● **Request**:
Output all lines exactly.

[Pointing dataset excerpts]
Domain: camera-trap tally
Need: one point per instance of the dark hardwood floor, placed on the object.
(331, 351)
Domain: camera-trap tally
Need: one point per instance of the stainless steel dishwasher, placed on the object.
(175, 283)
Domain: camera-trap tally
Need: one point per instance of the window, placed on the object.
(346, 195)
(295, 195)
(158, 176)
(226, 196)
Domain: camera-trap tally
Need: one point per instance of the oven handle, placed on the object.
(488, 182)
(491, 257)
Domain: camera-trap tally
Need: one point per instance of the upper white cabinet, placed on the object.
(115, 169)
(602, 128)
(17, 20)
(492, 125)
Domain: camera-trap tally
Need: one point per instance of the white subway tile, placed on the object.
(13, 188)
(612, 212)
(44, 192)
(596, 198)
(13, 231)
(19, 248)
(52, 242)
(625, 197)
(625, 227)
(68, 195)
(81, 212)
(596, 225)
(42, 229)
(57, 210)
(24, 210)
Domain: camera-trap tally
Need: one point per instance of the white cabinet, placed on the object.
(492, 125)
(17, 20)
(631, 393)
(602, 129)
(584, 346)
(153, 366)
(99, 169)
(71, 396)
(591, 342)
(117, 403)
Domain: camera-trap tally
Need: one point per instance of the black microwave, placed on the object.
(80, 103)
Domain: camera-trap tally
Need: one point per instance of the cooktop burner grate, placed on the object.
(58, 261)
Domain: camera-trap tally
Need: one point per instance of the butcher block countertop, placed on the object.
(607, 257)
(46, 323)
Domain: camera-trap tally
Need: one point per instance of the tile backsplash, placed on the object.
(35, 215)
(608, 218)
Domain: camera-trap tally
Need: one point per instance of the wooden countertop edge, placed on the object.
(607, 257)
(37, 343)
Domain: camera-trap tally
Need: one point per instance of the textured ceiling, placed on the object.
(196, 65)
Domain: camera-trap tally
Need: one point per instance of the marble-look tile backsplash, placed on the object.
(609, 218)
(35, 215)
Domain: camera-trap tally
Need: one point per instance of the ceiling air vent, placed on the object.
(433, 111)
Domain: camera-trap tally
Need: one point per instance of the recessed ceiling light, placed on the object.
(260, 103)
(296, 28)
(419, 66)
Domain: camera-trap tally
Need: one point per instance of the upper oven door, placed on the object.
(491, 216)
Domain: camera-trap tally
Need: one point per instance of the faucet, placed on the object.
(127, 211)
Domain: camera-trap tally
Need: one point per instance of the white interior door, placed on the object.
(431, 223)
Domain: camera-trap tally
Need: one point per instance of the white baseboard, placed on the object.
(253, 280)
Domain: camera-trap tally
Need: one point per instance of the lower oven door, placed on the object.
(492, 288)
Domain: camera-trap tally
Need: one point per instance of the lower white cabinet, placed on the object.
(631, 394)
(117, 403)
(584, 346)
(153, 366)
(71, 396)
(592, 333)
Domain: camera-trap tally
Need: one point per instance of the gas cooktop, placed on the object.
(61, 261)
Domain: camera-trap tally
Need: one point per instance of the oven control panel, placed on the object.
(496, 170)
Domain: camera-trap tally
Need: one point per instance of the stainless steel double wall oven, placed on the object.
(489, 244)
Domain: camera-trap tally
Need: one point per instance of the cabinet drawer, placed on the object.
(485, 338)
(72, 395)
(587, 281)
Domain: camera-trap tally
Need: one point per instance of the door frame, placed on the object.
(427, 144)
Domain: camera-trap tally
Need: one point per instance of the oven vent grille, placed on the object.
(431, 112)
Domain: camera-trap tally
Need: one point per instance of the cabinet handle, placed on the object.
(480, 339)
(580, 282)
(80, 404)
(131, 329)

● **Complete answer**:
Domain: camera-trap tally
Need: one point per instance of the dark hardwood floor, placed on the object.
(331, 351)
Domain: camera-trap tally
Need: one point per instance of the stainless steel dishwasher, placed on the object.
(175, 283)
Domain: camera-trap tally
Need: one point per instance of the window, placed on the object.
(346, 195)
(295, 195)
(158, 176)
(226, 196)
Domain: camera-trap tally
Need: one point per instance of the oven handle, placed on the object.
(488, 182)
(491, 257)
Domain: camera-trap tally
Need: one point per instance of the upper white cabinet, placed on the object.
(115, 169)
(602, 128)
(17, 20)
(492, 125)
Domain: camera-trap tally
Need: one point per instance of the white subway tile, placed on the object.
(13, 188)
(612, 212)
(44, 192)
(596, 198)
(13, 231)
(19, 248)
(52, 242)
(625, 197)
(625, 227)
(68, 195)
(81, 212)
(596, 225)
(42, 229)
(57, 210)
(24, 210)
Domain: camera-trap tally
Need: one point per instance of the white cabinet, placed on the object.
(492, 125)
(17, 20)
(631, 393)
(602, 129)
(584, 346)
(153, 366)
(99, 169)
(71, 396)
(591, 342)
(117, 403)
Domain: camera-trap tally
Need: one point per instance of the black microwave, placed on the object.
(80, 103)
Domain: camera-trap tally
Need: one point per instance of the cooktop burner grate, placed on the object.
(58, 261)
Domain: camera-trap tally
Need: one point per instance of the butcher block countertop, placed on the object.
(607, 257)
(46, 323)
Domain: camera-trap tally
Need: one point per instance of the tile backsplash, placed on the object.
(35, 215)
(608, 218)
Domain: camera-trap tally
Need: one point per instance of the wooden countertop edge, placed on the object.
(607, 257)
(37, 343)
Domain: camera-trap tally
Need: one point per instance of the textured ceiling, placed on the object.
(196, 65)
Domain: camera-trap tally
Need: one point per instance of the marble-look tile backsplash, placed on the object.
(609, 218)
(35, 215)
Domain: camera-trap tally
Need: one point per instance of the ceiling air vent, placed on the object.
(433, 111)
Domain: camera-trap tally
Need: one point per instance of the recessed ceiling light, placed on the object.
(260, 103)
(296, 28)
(419, 66)
Domain: camera-trap tally
Need: one point per instance of the upper oven door, placed on the object.
(491, 216)
Domain: camera-trap tally
Need: one point per instance of the faucet, placed on the object.
(127, 211)
Domain: camera-trap tally
Need: one point per instance of the white interior door, placed on the object.
(431, 223)
Domain: camera-trap tally
Need: one point per instance of the white baseboard, placed on the object.
(253, 280)
Domain: camera-trap tally
Need: one point per instance of the lower oven door, placed on the object.
(492, 288)
Domain: camera-trap tally
Need: one point per instance of the lower white cabinet, placed on the object.
(631, 394)
(117, 403)
(584, 346)
(153, 366)
(71, 396)
(592, 333)
Domain: camera-trap tally
Need: one point per instance of the gas cooktop, placed on the object.
(61, 261)
Domain: camera-trap tally
Need: one point per instance of the oven control panel, placed on the object.
(496, 170)
Domain: camera-trap tally
Need: one point per instance of the stainless steel double wall oven, placed on the object.
(489, 244)
Domain: camera-trap tally
Need: one point per instance of the cabinet drawer, placed on the object.
(485, 338)
(72, 395)
(587, 281)
Domain: camera-trap tally
Need: one point per instance of the door frame, placed on the object.
(427, 144)
Domain: camera-trap tally
Need: one point per instance of the oven vent grille, placed on the object.
(431, 112)
Domain: camera-trap tally
Need: one point per instance of the cabinet handle, placed on the object.
(480, 339)
(580, 282)
(80, 404)
(131, 329)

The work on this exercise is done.